Records:
— Start —

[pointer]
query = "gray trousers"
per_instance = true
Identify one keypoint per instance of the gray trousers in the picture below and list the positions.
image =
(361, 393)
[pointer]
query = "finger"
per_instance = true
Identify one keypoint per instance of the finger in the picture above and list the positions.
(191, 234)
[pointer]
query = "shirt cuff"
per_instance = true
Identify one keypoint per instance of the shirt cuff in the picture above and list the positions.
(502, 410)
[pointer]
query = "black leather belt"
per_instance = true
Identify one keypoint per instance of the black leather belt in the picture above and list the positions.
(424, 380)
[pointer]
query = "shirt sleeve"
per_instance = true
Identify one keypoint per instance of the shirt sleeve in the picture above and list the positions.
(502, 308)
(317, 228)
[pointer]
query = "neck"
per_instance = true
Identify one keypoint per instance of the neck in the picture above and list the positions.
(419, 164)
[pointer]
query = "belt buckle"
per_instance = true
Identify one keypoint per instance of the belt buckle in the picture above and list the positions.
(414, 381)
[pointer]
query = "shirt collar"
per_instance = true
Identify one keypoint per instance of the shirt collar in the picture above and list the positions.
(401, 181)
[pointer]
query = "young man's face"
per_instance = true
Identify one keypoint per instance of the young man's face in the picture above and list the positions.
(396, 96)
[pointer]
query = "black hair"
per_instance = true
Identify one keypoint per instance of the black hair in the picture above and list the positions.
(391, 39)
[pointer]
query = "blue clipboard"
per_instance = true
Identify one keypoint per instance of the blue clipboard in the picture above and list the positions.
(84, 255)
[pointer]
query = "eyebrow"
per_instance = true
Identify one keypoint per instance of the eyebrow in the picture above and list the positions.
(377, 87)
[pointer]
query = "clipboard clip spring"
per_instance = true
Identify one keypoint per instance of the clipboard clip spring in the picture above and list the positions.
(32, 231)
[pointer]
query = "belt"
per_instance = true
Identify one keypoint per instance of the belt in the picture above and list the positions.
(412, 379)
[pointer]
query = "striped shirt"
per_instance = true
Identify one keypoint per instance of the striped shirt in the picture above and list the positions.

— End —

• WORK REQUIRED:
Output the records verbatim, from the first line to the last.

• WRITTEN REPLY:
[pointer]
query = "gray trousers"
per_instance = true
Identify one keypoint per instance of the gray trousers in the picture below and list the positions.
image =
(361, 393)
[pointer]
query = "finger"
per_instance = true
Identify one keypoint per instance of the finger in the picture above and list the positions.
(191, 234)
[pointer]
query = "shirt cuff"
per_instance = true
Identify one keypoint per instance of the shirt cuff in the picture above and list the positions.
(502, 410)
[pointer]
query = "black leather belt"
per_instance = true
Identify one keypoint per instance of the black leather belt in the picture above and list the positions.
(424, 380)
[pointer]
query = "shirt sleeve"
per_instance = true
Identify one keypoint per instance of the shirt sleeve in the picture above and list the positions.
(502, 308)
(317, 228)
[pointer]
query = "neck"
per_instance = true
Identify one keypoint per instance of the neck in the picture above and list the positions.
(419, 164)
[pointer]
query = "belt buckle"
per_instance = true
Identify one keypoint per instance of the belt buckle in the picture above and list the positions.
(414, 381)
[pointer]
query = "shirt collar"
per_instance = true
Identify one keypoint per instance of the shirt collar in the picture above and list the positions.
(401, 181)
[pointer]
query = "young man's face"
per_instance = true
Identify one keypoint per instance of the young man's face in the picture above and list the positions.
(396, 96)
[pointer]
query = "black hair"
per_instance = true
Identify one keypoint per instance of the black hair in the picture above and list the positions.
(391, 39)
[pointer]
query = "blue clipboard"
per_instance = true
Identify one keypoint per instance of the blue clipboard in the picture above and list the positions.
(84, 255)
[pointer]
query = "eyebrow"
per_instance = true
Identify one keypoint per instance of the eyebrow in the picture above and list the positions.
(377, 87)
[pointer]
query = "clipboard clip spring"
per_instance = true
Identify one keypoint per instance of the clipboard clip spring in the picture above and list the positions.
(32, 231)
[pointer]
query = "belt"
per_instance = true
Identify one keypoint per instance of the belt in the picture above and list the positions.
(412, 379)
[pointer]
query = "striped shirt"
per_instance = true
Identify one keypoint per instance of the striped shirt in the picture above and list the positions.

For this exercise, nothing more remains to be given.